### Exercise details
Please copy everything from "End-to-end: manager edits" down to "the manager's inbox." in the passage on approving agent config changes.

═════ Passage for review

End-to-end: manager edits per-agent proposed repo → commits → submits commit sha → user approves on host CLI or dashboard button → hive-c0re reads the file at that sha from proposed, applies into applied, commits there, runs nixos-container update. Helper-event JSON lands in the manager's inbox.

# Inside the hm1nd container (manager has /agents bind-mounted RW):
cd /agents/alice/config
$EDITOR agent.nix              # e.g. environment.systemPackages = [ pkgs.htop ];
git commit -am "add htop"
SHA=$(git rev-parse HEAD)

══════════
═════ Supplied records

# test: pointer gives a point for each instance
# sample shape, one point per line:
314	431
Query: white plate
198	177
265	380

══════════

### Written reply
End-to-end: manager edits per-agent proposed repo → commits → submits commit sha → user approves on host CLI or dashboard button → hive-c0re reads the file at that sha from proposed, applies into applied, commits there, runs nixos-container update. Helper-event JSON lands in the manager's inbox.